■ Task to carry out: The answer must consist of each line below that contains the string "flag".

===============

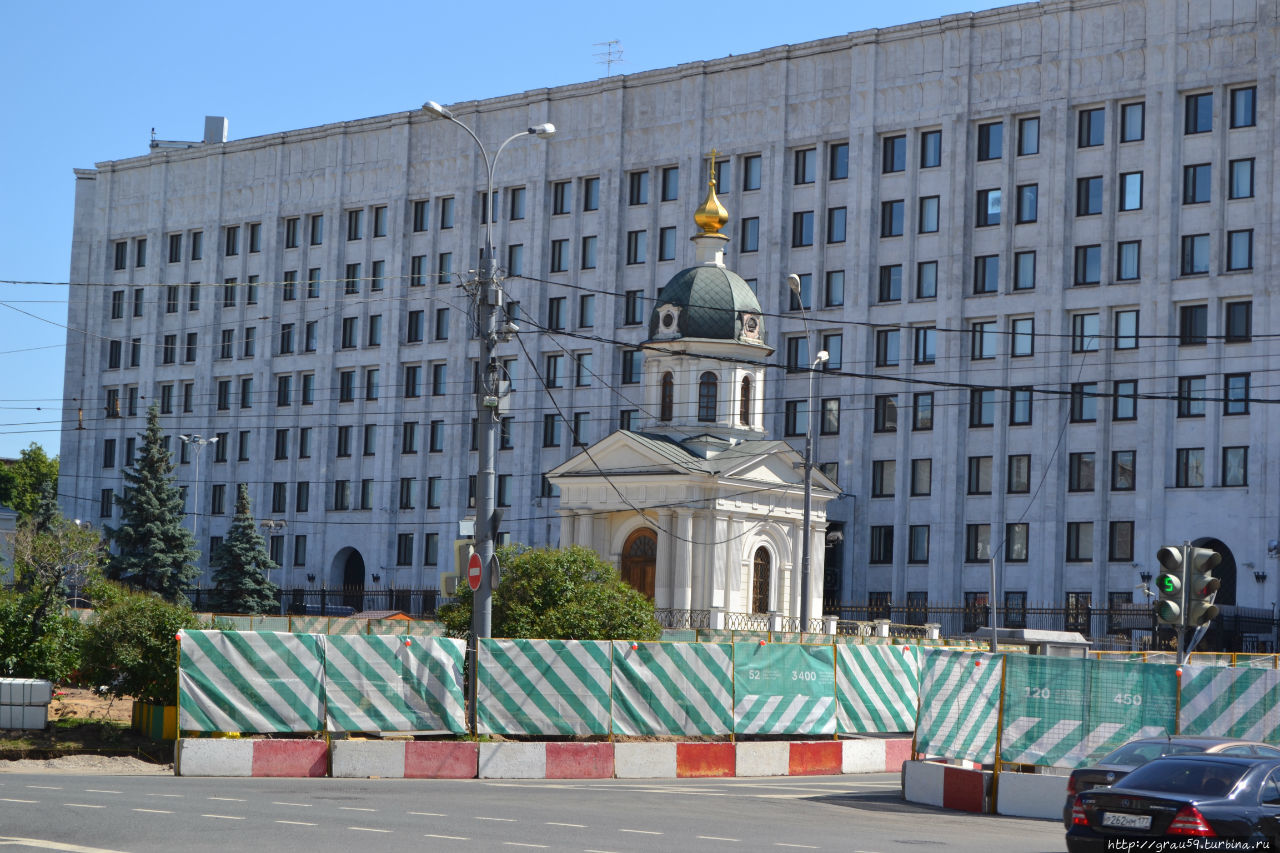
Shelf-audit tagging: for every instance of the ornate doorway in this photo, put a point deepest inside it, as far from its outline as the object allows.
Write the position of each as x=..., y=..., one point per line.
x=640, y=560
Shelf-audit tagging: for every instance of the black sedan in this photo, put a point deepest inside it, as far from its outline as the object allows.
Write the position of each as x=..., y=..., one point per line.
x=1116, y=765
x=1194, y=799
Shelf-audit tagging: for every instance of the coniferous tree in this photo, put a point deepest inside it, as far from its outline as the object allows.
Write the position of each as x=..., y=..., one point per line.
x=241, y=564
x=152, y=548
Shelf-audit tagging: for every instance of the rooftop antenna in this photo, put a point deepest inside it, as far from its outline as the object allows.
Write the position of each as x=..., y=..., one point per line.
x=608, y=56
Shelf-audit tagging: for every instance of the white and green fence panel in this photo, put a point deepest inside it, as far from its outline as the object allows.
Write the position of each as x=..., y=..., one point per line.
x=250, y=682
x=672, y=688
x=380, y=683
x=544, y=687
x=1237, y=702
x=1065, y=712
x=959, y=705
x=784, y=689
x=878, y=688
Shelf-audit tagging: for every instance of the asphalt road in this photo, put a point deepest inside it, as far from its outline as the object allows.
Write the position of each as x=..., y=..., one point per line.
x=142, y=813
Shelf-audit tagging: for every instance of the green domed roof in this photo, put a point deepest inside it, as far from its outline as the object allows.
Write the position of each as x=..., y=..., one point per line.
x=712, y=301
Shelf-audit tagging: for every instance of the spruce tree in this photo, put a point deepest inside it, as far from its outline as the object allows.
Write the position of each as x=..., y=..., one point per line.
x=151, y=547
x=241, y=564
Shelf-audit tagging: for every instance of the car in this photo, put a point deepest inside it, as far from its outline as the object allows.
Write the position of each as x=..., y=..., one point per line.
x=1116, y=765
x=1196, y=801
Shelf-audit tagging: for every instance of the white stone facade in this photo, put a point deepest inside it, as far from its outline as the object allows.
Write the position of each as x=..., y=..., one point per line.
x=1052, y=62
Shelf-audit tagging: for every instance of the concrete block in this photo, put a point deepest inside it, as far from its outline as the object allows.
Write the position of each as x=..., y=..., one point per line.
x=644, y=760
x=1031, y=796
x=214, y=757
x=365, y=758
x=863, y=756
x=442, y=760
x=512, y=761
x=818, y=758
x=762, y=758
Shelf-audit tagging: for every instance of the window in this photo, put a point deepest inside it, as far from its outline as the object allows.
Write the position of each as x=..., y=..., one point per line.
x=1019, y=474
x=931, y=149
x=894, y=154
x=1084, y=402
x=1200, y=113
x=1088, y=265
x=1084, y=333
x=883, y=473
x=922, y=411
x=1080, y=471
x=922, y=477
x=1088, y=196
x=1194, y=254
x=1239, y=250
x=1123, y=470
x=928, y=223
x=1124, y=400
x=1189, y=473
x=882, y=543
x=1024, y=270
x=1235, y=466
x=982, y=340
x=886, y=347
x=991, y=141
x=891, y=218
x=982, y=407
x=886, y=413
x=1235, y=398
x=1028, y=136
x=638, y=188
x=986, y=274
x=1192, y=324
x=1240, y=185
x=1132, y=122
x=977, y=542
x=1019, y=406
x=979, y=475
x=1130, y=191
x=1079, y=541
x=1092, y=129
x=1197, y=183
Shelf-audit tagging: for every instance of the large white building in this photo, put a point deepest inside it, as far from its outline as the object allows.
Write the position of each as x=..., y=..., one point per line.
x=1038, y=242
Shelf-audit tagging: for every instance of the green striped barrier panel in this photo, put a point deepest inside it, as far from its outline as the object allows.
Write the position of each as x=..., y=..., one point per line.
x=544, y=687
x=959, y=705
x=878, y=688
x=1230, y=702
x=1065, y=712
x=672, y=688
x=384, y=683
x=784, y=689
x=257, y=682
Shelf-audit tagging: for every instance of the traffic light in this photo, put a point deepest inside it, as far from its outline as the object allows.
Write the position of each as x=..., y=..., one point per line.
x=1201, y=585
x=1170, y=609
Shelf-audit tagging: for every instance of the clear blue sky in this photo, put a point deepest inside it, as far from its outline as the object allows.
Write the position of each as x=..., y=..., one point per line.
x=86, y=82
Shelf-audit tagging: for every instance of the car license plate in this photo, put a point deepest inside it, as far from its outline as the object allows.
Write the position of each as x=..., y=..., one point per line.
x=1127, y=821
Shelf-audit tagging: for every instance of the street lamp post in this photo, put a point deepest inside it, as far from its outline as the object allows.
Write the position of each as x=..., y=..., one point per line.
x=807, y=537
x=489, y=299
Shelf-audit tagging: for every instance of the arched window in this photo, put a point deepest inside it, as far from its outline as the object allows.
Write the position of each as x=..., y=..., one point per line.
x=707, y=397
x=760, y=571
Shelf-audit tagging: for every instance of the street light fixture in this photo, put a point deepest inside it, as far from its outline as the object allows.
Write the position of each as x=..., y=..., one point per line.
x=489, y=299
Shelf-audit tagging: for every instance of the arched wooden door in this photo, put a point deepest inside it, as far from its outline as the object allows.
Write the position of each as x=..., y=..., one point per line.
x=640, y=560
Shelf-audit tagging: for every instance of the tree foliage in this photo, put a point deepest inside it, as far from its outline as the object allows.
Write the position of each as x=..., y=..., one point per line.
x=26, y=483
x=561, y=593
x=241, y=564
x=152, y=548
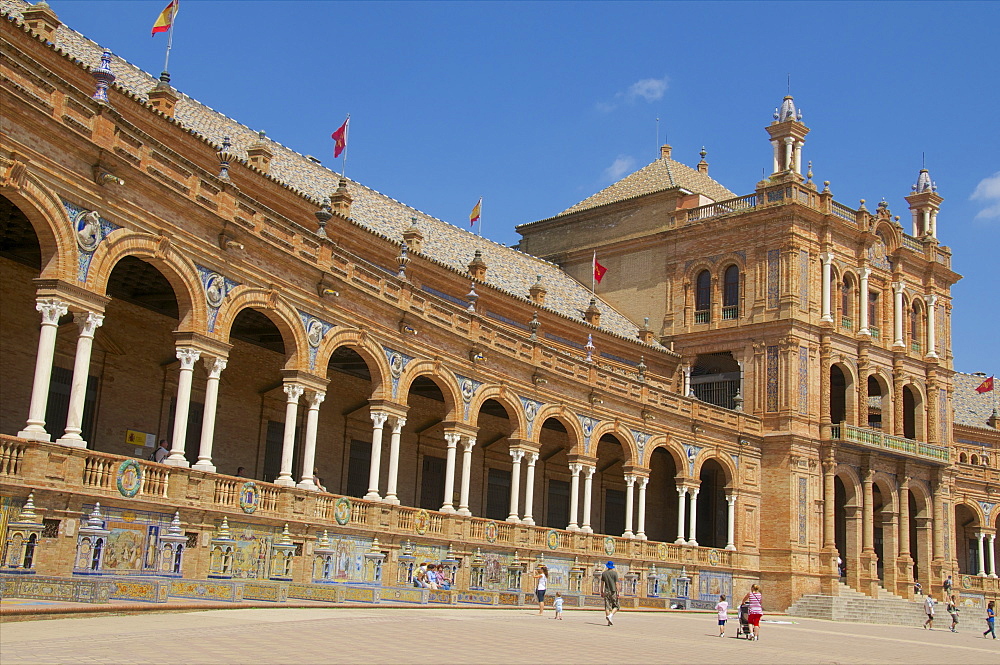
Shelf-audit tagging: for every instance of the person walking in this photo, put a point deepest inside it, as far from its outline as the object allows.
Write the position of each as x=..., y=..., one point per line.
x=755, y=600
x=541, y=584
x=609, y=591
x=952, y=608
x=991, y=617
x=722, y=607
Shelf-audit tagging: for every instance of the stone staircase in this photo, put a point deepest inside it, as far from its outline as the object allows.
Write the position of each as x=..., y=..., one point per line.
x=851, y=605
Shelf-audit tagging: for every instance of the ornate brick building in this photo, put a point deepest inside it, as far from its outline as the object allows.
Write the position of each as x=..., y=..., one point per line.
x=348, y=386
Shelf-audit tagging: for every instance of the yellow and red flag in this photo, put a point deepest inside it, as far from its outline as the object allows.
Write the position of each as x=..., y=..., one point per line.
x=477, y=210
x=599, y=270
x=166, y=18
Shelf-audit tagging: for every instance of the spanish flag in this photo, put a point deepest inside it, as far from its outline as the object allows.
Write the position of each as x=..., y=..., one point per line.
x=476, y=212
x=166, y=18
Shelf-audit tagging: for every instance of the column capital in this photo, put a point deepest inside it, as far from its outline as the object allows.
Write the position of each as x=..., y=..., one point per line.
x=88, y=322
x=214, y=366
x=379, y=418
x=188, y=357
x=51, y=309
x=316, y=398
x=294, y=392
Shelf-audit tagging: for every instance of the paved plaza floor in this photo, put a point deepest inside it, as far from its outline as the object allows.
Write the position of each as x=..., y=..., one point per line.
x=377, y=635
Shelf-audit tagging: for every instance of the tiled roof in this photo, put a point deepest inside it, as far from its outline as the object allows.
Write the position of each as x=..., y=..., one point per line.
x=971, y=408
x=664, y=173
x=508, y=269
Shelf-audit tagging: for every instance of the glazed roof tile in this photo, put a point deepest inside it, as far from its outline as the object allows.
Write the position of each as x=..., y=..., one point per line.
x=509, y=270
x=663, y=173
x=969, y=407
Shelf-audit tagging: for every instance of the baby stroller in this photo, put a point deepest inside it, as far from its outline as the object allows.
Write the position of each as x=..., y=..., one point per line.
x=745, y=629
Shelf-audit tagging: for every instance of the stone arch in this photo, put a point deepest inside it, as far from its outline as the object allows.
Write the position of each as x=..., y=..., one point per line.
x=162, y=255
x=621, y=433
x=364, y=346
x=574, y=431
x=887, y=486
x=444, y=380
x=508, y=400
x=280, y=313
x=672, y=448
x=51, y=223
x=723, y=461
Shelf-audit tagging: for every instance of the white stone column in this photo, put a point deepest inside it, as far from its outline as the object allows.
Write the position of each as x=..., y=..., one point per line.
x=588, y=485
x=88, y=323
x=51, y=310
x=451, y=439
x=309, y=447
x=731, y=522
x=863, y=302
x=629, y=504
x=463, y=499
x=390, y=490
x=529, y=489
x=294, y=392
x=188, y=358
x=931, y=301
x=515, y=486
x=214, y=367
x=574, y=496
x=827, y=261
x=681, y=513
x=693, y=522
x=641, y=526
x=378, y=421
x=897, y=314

===============

■ Response to the exercise:
Shelf-audit tagging: for every instance of the yellow and red flag in this photo, put a point deepest inside it, as far from its outline as the object allows.
Shelf-audit tagging: for every instance of the spanish flag in this photo, put a point deepest inside it, as far from its outline as the object allows.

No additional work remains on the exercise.